+++ Selected excerpt
There is something wrong with the satellite TV connection in my BBC room.  I mention this because I have been unable to watch the news in the mornings on my favorite news channel, HLN.  Every morning at 5:30, I fix myself a cup of coffee and a strawberry Poptart then settle into my old comfy chair—the one with one broken leg that is up on a couple of bricks—and watch the news on HLN.  It is a morning ritual that is near and dear to my heart.

I have tried to figure out the reason for the blank screen, tracing wires, unplugging and plugging in cords, all to no avail.   The TV works on the video feed and on the Netflix feed, but not on the satellite feed.  I spent a few mornings watching TV in the living room, but it’s just not the same.  Like Sheldon Cooper, I have my spot, and no other spot will do.

I watch the news, I have a habit of calling some of the people idiots, ignorant or insane.  I say things like, “Unbelievable” or “That’s crazy” or “Are you really going to go there?”  By and large, however, I am able to disconnect from the news clamor once I turn off the TV then I get on with my day.  My daughter has a hard time doing that.  

We had dinner together one night last week, and we watched the evening news together.  The news that evening consisted mainly of the he-said/she-said hoopla on the Supreme Court nomination.

“Mom, I have gotten to the point that I can barely watch the news anymore,” she said.  “It makes me so discouraged that I don’t even want to live in this country sometimes.”

“You have to remember,” I said, “that the news is not this country.”
++++++
Short exercise 1: Arrange the records as a two-column CSV with the headers "instruction" and "output". Start with the line containing "Task: for the greenhouse-bench survey, tag the slender" and go on through the end of the records, giving each record one row with its text and its answer each in one quoted field and line breaks turned into spaces.
+++ Rows
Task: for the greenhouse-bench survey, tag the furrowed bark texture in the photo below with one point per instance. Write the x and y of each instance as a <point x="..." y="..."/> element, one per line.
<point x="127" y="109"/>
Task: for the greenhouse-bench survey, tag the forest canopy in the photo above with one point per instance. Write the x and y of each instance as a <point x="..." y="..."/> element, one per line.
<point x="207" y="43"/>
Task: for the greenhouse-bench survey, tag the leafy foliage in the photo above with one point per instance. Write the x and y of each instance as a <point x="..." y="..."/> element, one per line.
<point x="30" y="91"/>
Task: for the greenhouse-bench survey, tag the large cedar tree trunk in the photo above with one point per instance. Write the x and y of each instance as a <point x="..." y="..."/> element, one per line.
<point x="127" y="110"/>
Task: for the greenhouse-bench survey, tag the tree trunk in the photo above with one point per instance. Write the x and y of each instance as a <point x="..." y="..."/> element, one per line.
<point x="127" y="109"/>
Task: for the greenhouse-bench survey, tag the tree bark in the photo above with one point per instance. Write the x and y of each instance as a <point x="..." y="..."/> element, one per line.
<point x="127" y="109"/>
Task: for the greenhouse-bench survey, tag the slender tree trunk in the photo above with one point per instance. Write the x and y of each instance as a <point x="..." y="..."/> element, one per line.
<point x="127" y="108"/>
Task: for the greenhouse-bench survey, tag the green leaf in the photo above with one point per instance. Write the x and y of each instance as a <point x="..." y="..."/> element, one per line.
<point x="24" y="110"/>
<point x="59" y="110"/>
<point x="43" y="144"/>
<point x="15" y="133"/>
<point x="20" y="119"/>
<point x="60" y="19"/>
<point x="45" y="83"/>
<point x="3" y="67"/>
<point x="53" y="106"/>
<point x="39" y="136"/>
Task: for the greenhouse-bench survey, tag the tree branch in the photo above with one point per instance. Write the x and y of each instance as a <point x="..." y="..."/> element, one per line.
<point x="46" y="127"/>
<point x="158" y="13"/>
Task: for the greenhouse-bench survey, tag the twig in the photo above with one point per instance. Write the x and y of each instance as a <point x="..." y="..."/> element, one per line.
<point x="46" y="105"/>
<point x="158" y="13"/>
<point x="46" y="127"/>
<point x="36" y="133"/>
++++++
Short exercise 2: Rewrite the passage about watching the news, starting with "I watch the" and going on through "time doing that.", with "idiots" replaced by "fools".

Exercise response 1:
instruction,output
"Task: for the greenhouse-bench survey, tag the slender tree trunk in the photo above with one point per instance. Write the x and y of each instance as a <point x=""..."" y=""...""/> element, one per line.","<point x=""127"" y=""108""/>"
"Task: for the greenhouse-bench survey, tag the green leaf in the photo above with one point per instance. Write the x and y of each instance as a <point x=""..."" y=""...""/> element, one per line.","<point x=""24"" y=""110""/> <point x=""59"" y=""110""/> <point x=""43"" y=""144""/> <point x=""15"" y=""133""/> <point x=""20"" y=""119""/> <point x=""60"" y=""19""/> <point x=""45"" y=""83""/> <point x=""3"" y=""67""/> <point x=""53"" y=""106""/> <point x=""39"" y=""136""/>"
"Task: for the greenhouse-bench survey, tag the tree branch in the photo above with one point per instance. Write the x and y of each instance as a <point x=""..."" y=""...""/> element, one per line.","<point x=""46"" y=""127""/> <point x=""158"" y=""13""/>"
"Task: for the greenhouse-bench survey, tag the twig in the photo above with one point per instance. Write the x and y of each instance as a <point x=""..."" y=""...""/> element, one per line.","<point x=""46"" y=""105""/> <point x=""158"" y=""13""/> <point x=""46"" y=""127""/> <point x=""36"" y=""133""/>"

Exercise response 2:
I watch the news, I have a habit of calling some of the people fools, ignorant or insane.  I say things like, “Unbelievable” or “That’s crazy” or “Are you really going to go there?”  By and large, however, I am able to disconnect from the news clamor once I turn off the TV then I get on with my day.  My daughter has a hard time doing that.